> [WORK ITEM A] In the gut microbiome article, how many volunteers took part, and what was their age range?
> [WORK ITEM B] Please say whether each statement agrees with the gut microbiome article. For each, answer yes or no and quote the words that decide it: (i) The study appeared in Nature. (ii) The plant-based diet included eggs. (iii) The participants' body mass indexes ranged from 19 to 32 kg/m2.
> [WORK ITEM C] Pick up the gut microbiome article after its last sentence and carry it forward.

> [EXERCISE PASSAGE]
##############################

Microbiome Adapts to Diet Change in a Day

Ricki Lewis, PhD

December 12, 2013

The human gut microbiome is well known to adapt during the long term to a changing diet, but a study published online December 11 in Nature shows that this adaptation can happen in a day.

Chronic illnesses related to nutrition and digestion, such as obesity and inflammatory bowel disease (IBD), may arise at least in part from microbiome changes that parallel the fatty and sugary diets that many Westerners follow.

Lawrence A. David, PhD, from the FAS Center for Systems Biology and the Society of Fellows, Harvard University, Cambridge, Massachusetts, and colleagues examined how quickly the nature and numbers of gut microorganisms responded to change to a completely animal-based vs plant-based diet among 10 volunteers. The participants were aged 21 to 33 years, and their body mass indexes ranged from 19 to 32 kg/m2.

The animal-based diet included meats, cheeses, and eggs, and the plant-based diet included grains, legumes, vegetables, and fruits. In general, the authors note, carnivores need to digest more protein, whereas herbivores need to digest more carbohydrates.

##############################

> [PROVIDED MATERIAL]
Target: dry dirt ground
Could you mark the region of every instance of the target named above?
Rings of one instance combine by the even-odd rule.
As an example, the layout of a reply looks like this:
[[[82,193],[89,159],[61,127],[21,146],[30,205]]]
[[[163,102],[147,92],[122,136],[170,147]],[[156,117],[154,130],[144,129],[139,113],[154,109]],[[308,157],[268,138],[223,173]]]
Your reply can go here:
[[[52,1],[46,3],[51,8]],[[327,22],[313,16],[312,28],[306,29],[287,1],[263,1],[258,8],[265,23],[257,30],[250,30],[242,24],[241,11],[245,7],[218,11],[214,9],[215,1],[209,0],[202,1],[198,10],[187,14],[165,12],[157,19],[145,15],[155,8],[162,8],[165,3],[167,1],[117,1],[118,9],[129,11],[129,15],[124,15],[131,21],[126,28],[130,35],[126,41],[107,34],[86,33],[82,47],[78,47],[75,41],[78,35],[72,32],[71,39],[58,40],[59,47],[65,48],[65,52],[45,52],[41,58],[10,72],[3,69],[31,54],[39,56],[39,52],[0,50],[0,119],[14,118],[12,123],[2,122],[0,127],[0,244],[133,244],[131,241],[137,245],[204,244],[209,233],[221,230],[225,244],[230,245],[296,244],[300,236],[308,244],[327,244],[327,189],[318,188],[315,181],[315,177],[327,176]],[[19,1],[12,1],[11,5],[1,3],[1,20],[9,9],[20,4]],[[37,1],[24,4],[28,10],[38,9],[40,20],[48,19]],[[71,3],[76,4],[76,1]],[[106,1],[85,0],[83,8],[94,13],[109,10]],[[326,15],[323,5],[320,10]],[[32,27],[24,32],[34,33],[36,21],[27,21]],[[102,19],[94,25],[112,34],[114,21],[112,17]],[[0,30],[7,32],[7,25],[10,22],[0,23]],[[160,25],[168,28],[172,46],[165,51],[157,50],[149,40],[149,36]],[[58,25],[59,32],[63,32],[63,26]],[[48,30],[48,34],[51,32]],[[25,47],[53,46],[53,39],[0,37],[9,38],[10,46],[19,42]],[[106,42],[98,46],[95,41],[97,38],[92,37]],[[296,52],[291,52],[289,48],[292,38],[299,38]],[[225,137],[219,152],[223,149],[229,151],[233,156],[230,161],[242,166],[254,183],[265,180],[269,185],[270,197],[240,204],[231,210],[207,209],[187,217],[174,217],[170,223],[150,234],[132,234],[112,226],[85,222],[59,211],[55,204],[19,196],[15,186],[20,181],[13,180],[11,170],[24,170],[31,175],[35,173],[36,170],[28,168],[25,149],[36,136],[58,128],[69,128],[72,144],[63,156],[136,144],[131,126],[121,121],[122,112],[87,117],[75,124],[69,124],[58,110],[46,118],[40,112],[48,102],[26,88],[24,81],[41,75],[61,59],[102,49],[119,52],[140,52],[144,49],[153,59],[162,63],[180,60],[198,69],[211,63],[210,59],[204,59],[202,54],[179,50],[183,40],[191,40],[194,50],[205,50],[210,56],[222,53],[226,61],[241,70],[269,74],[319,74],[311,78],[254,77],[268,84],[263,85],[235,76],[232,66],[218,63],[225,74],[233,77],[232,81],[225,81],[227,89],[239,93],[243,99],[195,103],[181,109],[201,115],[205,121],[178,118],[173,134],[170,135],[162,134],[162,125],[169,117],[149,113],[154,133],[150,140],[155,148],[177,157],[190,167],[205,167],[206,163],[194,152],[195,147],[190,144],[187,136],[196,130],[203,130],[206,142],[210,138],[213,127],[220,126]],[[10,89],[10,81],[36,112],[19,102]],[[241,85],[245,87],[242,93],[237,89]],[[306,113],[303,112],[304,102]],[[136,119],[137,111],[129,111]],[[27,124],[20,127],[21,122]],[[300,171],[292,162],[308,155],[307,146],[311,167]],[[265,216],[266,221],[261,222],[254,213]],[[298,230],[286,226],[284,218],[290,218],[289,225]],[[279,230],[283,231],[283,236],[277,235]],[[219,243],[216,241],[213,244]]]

##############################

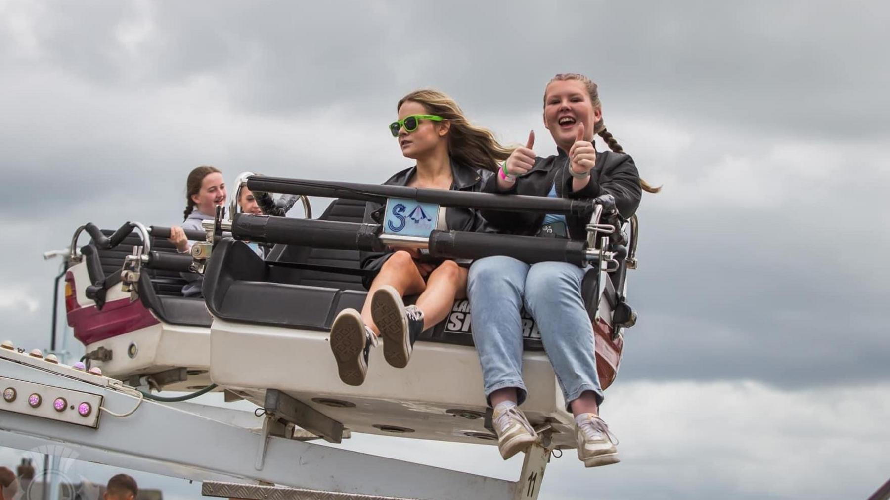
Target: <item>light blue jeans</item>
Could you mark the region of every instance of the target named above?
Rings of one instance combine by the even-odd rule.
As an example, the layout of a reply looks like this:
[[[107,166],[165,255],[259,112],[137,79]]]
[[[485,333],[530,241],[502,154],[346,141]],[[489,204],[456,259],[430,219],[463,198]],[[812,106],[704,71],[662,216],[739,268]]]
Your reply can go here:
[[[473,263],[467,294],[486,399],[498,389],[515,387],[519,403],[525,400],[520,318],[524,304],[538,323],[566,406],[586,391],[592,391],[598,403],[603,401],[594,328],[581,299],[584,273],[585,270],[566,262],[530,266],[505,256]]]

##############################

> [TASK RESPONSE A] Ten volunteers, aged 21 to 33 years.

> [TASK RESPONSE B]
(i) Yes: "a study published online December 11 in Nature"
(ii) No: "the plant-based diet included grains, legumes, vegetables, and fruits"
(iii) Yes: "their body mass indexes ranged from 19 to 32 kg/m2"

> [TASK RESPONSE C]
Six male and 4 female volunteers ate what they wanted within the confines of the diet for 5 consecutive days. Five ate plant-based foods and 5 followed the animal-based diet. Tracing dyes were used to track the location of the foods within the gastrointestinal tracts, and the participants recorded food intake, how they felt, and bowel movements.

The animal-based diet increased dietary fat intake from 32.5% ± 2.2% of kilocalories to 69.5% ± 0.4% of kilocalories, and dietary protein from 16.2% ± 1.3% to 30.1% ± 0.5% of kilocalories, with zero fiber intake. The plant-based diet increased dietary fiber intake to 25.6 ± 1.1 g per 1000 kilocalories, while at the same time, fat and protein intake fell to 22.1% ± 1.7% and 10.0% ± 0.3% of kilocalories, respectively. Although the participants consumed equal numbers of kilocalories, weight fell only among those on the animal-based diet.

The researchers analyzed 16S ribosomal RNAs to identify microbiome components in fecal samples, which were collected for several days before the dietary changes and each day during the study.

The animal-based diet clearly had a greater effect on the microbiome than the plant-based diet. Even after 1 day, the microbiome of those eating the animal-based diet differed significantly from baseline analyses.

Overall, the animal-based diet favored bile-tolerant microorganisms (Alistipes, Bilophila, and Bacteroides) at the expense of species (Roseburia, Eubacterium rectale, and Ruminococcus bromii) that metabolize dietary plant polysaccharides. These changes echo microbiome adaptation in wild populations of carnivores and herbivores.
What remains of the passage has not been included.